Activities ::
1. Translate this sentence from the passage on BTX and skin exposure into Spanish: "Moreover, these solvents may also enhance the penetration of other chemicals by disrupting the protective lipid layer of the skin [14]."
2. Print the part of the passage on BTX and skin exposure starting at "The high motility" and ending at "skin penetration [9].".
3. List every remediation technique for BTX in soil and groundwater that the passage on BTX and skin exposure names.

Source passage ::
>>>

The high motility of such hydrocarbons in soil-water systems is related to their relatively low octanol–water partition coefficient, which leads to slow soil absorption and preferential water transport, thereby resulting in the contamination of reservoirs [8]. Therefore, the problem with BTX in water can be magnified and complicated during disasters such as hurricanes and flooding, where BTX can be further mobilized and redistributed in the environment at contaminated sites, and be more readily available for skin penetration [9].

Extended dermal exposure to water can cause stratum corneum swelling and a more porous and permeable skin barrier [10,11,12]. Furthermore, exposure to environmental chemicals can weaken and damage the skin’s natural barrier, resulting in an increased amount and deeper penetration of chemicals, which, in turn, can affect the morphology and integrity of skin structure [12]. Specifically, the physical property of BTX allows for ready absorption across the skin, especially in compromised skin [13]. Moreover, these solvents may also enhance the penetration of other chemicals by disrupting the protective lipid layer of the skin [14]. Dermal exposure to BTX has been detected in farm workers and attendants exposed to solvents and heavy fuel oil [15,16,17]. Most efforts have been focused on developing effective remediation techniques for BTX in soil and groundwater, such as chemical degradation/oxidation processes, adsorption strategies using carbon, and various types of bioremediation. However, effective approaches to decrease skin contact to BTX in water have been limited to personal protective equipment (PPE) [18,19].

<<<

Stored entries:
>>>

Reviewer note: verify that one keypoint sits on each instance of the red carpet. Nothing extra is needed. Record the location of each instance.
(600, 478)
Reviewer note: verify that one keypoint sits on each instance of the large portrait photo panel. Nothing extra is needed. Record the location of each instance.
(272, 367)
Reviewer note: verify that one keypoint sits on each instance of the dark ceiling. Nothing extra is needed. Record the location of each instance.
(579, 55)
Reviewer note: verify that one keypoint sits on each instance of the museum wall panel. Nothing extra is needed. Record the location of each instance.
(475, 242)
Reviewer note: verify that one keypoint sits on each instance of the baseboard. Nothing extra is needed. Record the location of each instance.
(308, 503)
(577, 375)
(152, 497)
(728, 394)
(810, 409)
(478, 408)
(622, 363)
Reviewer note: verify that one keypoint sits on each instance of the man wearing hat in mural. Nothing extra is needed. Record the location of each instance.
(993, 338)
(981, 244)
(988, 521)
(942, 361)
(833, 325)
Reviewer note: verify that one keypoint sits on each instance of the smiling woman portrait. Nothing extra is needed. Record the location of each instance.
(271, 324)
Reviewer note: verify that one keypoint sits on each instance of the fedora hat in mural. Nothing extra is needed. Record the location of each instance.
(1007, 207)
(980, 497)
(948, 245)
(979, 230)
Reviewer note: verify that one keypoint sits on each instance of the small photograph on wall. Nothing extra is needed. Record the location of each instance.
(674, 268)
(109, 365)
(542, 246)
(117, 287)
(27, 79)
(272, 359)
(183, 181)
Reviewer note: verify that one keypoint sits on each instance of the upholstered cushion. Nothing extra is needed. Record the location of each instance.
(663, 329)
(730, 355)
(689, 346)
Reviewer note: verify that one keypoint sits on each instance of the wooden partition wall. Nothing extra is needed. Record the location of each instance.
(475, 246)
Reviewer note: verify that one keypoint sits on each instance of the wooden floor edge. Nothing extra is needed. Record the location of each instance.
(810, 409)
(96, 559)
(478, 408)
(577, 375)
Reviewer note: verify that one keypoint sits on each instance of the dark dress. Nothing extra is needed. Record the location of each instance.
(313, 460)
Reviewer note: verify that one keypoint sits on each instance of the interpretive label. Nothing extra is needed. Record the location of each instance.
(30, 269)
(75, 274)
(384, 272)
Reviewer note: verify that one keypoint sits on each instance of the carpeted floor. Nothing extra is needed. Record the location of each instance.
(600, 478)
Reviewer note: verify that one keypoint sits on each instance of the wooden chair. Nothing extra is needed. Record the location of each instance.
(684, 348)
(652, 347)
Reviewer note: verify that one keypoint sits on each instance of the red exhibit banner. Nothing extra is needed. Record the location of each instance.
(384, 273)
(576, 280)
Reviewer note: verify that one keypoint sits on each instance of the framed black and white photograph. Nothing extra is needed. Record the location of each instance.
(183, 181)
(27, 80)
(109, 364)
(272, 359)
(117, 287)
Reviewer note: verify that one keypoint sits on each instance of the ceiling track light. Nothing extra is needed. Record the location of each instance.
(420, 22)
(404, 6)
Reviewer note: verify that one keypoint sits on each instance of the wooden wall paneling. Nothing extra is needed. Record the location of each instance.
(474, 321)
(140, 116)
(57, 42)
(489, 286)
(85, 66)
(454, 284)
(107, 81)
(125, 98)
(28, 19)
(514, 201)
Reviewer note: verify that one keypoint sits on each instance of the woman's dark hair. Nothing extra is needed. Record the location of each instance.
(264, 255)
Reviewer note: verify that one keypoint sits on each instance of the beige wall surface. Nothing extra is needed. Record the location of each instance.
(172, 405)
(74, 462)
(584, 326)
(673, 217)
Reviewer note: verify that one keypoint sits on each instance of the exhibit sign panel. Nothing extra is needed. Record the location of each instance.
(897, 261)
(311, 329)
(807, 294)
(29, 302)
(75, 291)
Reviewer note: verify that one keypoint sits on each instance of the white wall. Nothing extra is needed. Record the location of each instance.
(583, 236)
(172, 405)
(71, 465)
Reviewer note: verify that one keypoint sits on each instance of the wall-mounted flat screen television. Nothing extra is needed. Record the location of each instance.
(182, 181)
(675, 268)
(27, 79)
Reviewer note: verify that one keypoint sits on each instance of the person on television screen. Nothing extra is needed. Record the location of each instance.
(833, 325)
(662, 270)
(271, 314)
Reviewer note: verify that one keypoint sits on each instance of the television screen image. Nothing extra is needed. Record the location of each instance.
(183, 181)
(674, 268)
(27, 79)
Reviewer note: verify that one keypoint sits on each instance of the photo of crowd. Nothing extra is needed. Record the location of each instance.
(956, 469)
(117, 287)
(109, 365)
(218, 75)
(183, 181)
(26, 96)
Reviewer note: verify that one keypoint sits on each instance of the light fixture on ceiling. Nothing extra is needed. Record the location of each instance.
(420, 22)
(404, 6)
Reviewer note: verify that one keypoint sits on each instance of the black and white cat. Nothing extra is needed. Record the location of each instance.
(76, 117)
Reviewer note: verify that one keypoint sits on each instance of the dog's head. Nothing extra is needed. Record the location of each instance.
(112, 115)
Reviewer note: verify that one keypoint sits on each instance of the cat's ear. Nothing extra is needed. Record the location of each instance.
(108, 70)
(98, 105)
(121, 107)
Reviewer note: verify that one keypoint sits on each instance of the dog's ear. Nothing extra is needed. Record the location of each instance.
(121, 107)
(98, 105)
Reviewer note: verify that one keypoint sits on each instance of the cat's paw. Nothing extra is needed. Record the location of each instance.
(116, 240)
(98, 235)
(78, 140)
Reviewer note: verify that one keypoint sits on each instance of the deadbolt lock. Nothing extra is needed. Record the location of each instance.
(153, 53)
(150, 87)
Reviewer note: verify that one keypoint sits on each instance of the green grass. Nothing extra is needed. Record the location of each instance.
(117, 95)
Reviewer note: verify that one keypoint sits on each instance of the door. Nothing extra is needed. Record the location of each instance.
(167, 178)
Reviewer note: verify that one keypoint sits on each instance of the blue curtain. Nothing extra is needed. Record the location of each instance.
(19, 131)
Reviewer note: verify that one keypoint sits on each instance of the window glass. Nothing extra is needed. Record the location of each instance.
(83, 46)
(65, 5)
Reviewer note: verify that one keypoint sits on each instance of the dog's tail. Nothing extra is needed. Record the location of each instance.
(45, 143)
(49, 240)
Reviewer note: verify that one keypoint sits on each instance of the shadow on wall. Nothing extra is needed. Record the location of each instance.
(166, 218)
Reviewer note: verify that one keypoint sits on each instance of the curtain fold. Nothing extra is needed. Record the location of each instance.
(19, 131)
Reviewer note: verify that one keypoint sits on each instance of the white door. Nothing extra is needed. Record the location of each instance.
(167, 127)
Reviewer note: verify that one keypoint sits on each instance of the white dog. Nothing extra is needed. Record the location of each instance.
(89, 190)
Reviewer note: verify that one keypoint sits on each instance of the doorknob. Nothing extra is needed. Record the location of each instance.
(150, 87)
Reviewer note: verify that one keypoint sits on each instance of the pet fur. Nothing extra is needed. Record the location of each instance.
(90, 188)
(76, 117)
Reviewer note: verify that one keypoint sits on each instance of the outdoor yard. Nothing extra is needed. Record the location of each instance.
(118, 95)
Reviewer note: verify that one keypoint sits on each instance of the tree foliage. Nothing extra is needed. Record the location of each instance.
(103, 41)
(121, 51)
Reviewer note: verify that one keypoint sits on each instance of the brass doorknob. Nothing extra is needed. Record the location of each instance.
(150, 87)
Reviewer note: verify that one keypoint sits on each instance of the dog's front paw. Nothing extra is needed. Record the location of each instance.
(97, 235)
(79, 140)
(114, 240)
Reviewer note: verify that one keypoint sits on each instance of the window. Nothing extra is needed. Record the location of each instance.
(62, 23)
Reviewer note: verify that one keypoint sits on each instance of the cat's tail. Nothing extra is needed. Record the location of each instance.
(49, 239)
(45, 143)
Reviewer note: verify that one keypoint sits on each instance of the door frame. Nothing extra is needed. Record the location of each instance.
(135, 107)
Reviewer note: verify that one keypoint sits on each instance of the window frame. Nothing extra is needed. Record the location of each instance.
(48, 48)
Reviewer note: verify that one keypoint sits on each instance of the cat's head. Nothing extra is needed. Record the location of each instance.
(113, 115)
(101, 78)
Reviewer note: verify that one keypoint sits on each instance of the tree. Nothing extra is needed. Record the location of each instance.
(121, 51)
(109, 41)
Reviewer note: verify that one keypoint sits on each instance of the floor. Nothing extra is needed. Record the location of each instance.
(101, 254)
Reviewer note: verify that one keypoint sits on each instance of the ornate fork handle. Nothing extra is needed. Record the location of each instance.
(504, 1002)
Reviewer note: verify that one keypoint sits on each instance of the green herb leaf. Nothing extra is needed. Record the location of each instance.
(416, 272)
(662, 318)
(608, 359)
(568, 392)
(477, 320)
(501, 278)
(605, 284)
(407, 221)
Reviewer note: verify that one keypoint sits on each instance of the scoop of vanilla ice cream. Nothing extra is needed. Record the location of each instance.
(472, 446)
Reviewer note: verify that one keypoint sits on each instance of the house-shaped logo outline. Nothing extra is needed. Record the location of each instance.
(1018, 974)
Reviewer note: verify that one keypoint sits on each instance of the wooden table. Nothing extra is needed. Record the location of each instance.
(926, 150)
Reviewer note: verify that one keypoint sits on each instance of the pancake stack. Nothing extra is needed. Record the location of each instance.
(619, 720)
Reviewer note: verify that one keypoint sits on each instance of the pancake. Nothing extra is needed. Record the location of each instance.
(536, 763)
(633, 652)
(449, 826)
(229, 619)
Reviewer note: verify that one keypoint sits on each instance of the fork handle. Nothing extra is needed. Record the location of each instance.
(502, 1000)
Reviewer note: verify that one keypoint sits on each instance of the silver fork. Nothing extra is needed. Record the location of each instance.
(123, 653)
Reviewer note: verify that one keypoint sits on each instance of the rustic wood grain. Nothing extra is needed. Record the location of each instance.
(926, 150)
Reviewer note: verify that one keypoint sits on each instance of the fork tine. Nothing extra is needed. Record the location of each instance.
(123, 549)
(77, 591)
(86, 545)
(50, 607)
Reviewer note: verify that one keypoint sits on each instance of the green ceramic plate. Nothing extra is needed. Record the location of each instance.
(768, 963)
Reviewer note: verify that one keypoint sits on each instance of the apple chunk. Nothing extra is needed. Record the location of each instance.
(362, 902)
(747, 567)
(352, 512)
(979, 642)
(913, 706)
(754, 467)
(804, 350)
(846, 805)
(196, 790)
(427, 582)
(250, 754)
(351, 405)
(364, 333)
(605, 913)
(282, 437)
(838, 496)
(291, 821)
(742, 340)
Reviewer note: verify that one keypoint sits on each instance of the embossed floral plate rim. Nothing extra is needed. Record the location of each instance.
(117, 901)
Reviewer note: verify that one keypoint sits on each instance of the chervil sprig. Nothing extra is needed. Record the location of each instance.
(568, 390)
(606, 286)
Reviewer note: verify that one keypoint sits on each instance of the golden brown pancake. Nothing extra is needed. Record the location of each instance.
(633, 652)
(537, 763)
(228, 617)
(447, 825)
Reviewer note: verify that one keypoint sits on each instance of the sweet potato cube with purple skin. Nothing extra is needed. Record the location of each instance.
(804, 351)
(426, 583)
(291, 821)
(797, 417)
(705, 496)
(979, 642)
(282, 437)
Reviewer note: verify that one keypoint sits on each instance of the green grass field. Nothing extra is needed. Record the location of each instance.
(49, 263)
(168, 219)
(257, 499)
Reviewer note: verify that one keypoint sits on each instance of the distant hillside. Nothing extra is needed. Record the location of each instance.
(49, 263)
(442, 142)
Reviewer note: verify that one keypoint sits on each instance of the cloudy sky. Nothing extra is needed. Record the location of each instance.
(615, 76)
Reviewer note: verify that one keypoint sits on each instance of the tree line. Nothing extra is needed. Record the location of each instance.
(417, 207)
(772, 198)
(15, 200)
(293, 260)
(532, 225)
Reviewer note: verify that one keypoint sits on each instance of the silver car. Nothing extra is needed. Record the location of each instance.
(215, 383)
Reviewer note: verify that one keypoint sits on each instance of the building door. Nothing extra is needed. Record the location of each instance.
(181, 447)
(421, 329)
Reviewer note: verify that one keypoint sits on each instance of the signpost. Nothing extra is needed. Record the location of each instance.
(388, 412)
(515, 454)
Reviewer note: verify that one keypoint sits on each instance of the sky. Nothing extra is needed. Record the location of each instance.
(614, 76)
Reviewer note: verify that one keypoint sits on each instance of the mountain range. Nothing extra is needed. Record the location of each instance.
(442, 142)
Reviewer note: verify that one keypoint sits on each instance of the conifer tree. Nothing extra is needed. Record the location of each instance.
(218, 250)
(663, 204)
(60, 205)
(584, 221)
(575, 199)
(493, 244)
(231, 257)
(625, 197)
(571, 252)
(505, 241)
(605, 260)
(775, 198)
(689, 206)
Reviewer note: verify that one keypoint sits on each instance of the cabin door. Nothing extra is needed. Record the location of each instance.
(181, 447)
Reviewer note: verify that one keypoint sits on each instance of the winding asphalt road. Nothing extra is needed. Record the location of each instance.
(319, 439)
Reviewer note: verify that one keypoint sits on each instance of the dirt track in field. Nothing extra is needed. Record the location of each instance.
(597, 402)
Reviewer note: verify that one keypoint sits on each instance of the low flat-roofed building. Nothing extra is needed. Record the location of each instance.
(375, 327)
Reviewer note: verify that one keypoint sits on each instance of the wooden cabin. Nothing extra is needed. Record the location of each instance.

<<<

Answers by item number ::
1. Además, estos disolventes también pueden potenciar la penetración de otras sustancias químicas al alterar la capa lipídica protectora de la piel [14].

2.
The high motility of such hydrocarbons in soil-water systems is related to their relatively low octanol–water partition coefficient, which leads to slow soil absorption and preferential water transport, thereby resulting in the contamination of reservoirs [8]. Therefore, the problem with BTX in water can be magnified and complicated during disasters such as hurricanes and flooding, where BTX can be further mobilized and redistributed in the environment at contaminated sites, and be more readily available for skin penetration [9].

3.
- Chemical degradation/oxidation processes
- Adsorption strategies using carbon
- Various types of bioremediation